> _Brief_:
Gather every line of the data file below that contains the string "tire". Case counts.
— begin Source records —
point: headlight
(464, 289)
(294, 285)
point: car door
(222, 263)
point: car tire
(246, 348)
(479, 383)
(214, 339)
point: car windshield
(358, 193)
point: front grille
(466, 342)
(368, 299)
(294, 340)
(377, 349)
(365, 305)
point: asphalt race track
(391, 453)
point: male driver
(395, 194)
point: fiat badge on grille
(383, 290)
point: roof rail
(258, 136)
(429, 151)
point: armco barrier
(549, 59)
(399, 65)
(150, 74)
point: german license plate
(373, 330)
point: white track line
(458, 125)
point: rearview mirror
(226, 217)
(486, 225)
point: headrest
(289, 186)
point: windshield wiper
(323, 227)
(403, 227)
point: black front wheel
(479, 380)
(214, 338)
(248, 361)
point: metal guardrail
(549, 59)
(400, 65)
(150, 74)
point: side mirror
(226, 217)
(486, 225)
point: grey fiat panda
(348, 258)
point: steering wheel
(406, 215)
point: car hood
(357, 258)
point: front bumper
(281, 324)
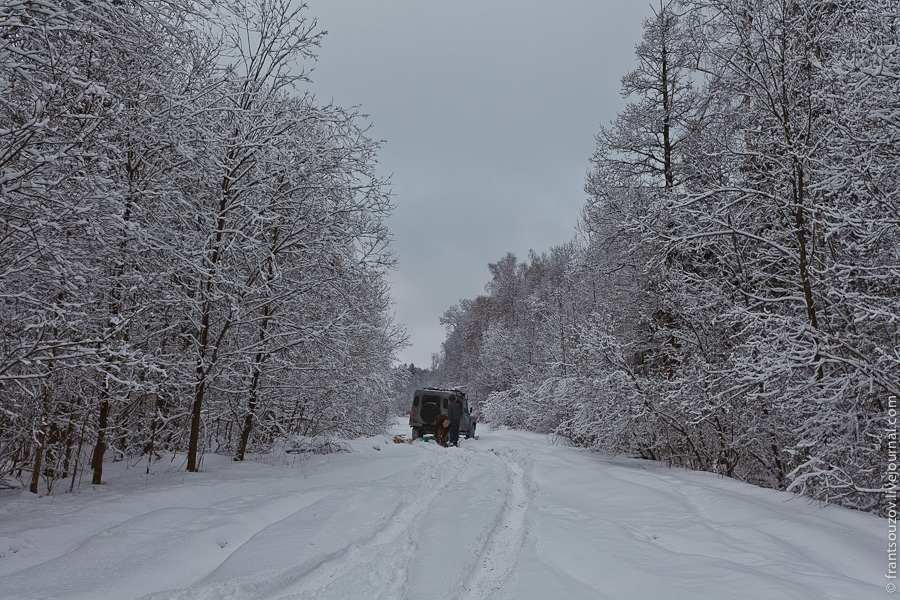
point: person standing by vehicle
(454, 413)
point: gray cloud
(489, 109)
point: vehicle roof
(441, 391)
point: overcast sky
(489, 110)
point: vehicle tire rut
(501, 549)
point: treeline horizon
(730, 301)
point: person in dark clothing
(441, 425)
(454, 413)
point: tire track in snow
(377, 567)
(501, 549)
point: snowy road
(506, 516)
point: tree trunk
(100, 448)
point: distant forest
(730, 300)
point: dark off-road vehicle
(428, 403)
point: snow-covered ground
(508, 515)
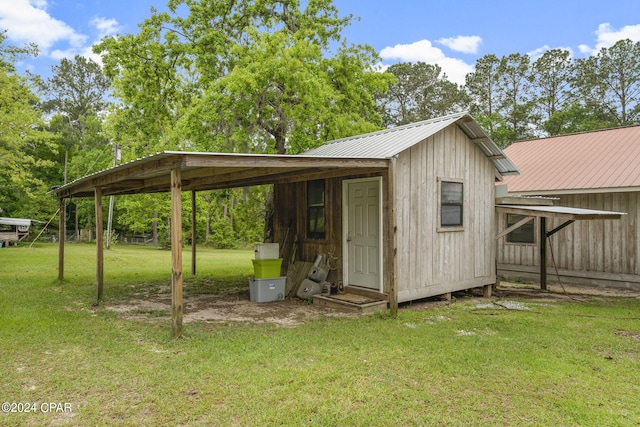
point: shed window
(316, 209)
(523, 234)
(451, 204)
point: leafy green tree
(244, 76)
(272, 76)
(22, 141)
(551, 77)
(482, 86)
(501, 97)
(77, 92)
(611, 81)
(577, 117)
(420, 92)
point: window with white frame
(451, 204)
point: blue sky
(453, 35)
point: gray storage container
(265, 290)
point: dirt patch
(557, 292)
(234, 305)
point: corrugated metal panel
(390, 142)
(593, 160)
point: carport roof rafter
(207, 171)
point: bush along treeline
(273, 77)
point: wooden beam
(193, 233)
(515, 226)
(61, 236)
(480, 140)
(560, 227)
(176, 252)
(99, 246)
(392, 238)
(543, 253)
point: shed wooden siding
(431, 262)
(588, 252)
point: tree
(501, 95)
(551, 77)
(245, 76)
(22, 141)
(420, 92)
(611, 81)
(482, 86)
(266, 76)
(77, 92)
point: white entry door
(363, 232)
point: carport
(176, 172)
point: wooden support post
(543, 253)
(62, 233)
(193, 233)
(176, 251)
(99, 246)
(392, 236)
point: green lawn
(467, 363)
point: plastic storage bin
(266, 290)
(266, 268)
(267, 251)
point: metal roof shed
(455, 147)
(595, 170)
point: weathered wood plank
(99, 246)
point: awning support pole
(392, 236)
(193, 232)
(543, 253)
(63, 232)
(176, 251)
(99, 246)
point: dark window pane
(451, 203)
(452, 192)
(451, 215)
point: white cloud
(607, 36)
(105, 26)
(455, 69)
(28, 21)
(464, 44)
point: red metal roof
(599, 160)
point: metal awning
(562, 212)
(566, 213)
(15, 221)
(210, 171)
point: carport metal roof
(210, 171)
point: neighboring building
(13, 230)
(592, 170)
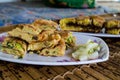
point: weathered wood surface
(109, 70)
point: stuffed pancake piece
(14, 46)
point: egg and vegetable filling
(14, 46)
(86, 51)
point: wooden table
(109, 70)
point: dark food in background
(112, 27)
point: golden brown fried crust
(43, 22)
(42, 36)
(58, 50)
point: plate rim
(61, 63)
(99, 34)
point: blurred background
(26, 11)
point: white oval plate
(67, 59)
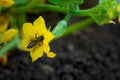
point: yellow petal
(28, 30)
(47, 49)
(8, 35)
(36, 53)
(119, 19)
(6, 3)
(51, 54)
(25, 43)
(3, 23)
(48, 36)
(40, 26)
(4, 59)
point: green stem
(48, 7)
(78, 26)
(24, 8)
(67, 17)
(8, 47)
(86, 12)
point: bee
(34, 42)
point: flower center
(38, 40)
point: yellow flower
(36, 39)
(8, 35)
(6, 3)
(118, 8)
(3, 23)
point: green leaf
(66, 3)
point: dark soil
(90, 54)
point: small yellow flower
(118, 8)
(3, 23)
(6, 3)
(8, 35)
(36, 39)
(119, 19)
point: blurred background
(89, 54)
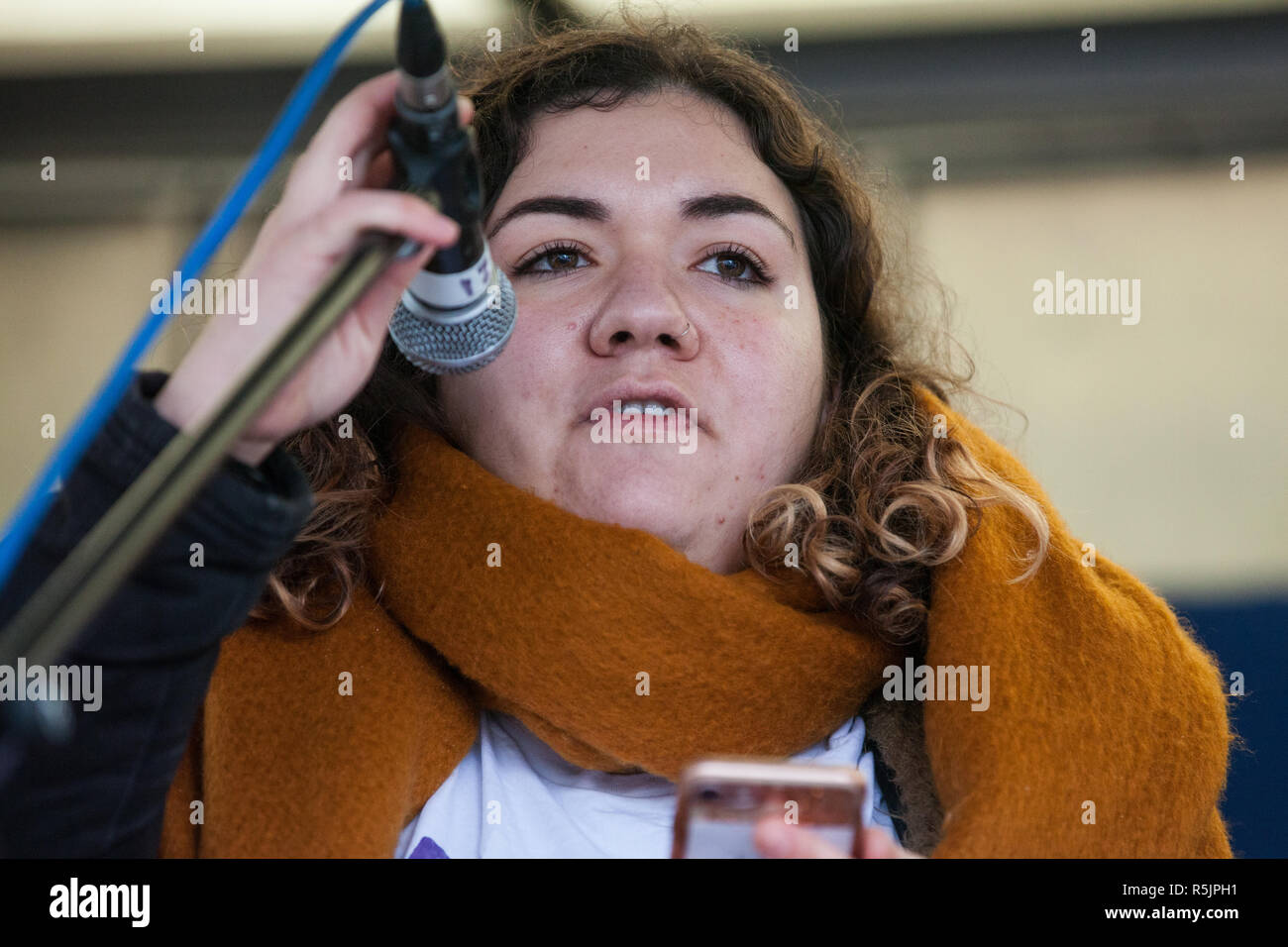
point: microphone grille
— end Source records —
— begin Source records —
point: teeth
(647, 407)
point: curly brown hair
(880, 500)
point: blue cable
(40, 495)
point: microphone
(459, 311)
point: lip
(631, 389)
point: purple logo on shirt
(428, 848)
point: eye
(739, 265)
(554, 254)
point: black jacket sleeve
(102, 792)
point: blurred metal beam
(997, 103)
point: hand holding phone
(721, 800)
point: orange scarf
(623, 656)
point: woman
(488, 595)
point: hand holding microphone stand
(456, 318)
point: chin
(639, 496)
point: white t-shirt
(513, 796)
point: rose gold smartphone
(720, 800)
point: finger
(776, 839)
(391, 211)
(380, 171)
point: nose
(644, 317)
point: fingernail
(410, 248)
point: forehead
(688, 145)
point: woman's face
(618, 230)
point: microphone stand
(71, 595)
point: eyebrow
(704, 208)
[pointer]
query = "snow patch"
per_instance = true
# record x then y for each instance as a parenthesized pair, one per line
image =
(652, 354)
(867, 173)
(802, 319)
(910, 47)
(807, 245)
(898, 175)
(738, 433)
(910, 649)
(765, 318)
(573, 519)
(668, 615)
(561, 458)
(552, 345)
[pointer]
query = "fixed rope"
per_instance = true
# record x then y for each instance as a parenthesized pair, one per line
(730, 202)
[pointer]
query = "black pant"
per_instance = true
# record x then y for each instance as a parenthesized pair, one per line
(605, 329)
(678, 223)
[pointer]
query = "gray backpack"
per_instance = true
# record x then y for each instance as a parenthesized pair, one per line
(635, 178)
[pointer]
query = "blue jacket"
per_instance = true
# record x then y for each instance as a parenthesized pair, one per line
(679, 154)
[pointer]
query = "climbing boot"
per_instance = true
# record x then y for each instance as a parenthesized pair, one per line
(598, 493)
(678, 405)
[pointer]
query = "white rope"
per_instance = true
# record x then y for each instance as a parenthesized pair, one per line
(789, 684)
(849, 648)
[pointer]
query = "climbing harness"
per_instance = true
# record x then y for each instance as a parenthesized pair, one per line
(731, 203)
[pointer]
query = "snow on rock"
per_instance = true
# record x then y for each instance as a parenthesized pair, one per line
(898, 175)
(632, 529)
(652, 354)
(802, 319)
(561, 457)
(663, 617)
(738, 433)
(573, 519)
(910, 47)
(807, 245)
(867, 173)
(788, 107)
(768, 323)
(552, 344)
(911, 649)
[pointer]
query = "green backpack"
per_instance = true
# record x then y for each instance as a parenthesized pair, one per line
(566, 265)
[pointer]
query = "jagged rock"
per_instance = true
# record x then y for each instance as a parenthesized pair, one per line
— end Source records —
> _Response_:
point: car tire
point: vehicle tire rut
point: tire track in snow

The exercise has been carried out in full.